◆ Set task:
Pick out every line below that contains the word "rear" and copy it. Case counts.

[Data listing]
<<<<
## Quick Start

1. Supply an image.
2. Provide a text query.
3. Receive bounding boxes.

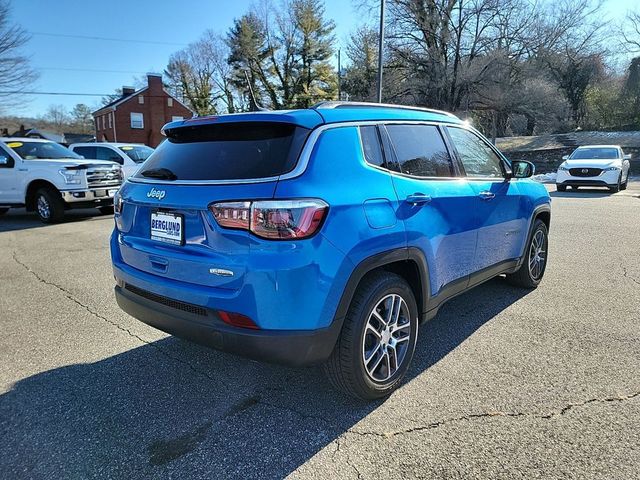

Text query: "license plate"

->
[151,212,184,245]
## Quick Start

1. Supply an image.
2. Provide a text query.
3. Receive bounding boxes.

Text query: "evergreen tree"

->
[292,0,337,108]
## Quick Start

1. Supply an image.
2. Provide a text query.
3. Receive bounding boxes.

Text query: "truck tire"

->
[33,187,64,223]
[324,271,418,400]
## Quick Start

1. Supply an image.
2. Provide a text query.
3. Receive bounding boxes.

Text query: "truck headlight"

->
[58,169,82,185]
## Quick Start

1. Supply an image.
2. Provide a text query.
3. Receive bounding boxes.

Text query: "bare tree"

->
[0,0,37,110]
[42,105,71,133]
[622,10,640,53]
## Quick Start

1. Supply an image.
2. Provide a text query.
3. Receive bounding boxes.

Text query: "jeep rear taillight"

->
[209,199,329,240]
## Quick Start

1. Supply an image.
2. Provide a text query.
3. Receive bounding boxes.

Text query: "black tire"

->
[507,219,549,288]
[609,172,622,193]
[324,271,418,400]
[33,187,64,223]
[98,205,113,215]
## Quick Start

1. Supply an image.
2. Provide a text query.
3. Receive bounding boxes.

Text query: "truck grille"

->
[569,168,602,177]
[87,167,122,188]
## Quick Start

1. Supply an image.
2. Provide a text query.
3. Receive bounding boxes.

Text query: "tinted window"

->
[119,145,153,163]
[0,145,15,168]
[448,127,504,177]
[96,147,124,164]
[135,122,309,180]
[73,147,96,160]
[387,125,453,177]
[569,148,620,160]
[360,125,384,167]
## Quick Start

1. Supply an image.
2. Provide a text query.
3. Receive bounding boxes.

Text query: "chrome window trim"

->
[127,117,462,185]
[358,120,467,181]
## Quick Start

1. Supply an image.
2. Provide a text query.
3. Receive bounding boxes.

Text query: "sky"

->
[5,0,637,117]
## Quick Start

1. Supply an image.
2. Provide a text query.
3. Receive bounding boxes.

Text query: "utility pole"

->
[378,0,385,103]
[338,49,342,101]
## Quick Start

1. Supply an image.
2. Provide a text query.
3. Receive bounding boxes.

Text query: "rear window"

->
[135,122,309,180]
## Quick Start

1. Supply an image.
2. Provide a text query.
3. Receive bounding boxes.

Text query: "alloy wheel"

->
[36,195,51,219]
[529,230,547,280]
[362,293,411,382]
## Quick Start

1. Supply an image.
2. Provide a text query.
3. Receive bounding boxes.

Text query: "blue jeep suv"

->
[111,102,551,399]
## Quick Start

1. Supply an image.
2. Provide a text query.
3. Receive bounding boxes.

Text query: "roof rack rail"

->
[311,100,457,118]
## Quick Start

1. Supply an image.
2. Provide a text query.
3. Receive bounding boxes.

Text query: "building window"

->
[131,112,144,128]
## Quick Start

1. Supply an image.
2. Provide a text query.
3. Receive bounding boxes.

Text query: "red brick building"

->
[93,74,193,147]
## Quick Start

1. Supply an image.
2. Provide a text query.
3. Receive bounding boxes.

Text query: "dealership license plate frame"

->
[149,210,184,246]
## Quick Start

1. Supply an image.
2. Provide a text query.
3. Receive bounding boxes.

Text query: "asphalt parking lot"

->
[0,182,640,479]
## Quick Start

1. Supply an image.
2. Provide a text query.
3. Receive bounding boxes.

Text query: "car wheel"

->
>>>>
◆ Solution to the problem:
Text query: "jeep rear taillight"
Text query: "rear window"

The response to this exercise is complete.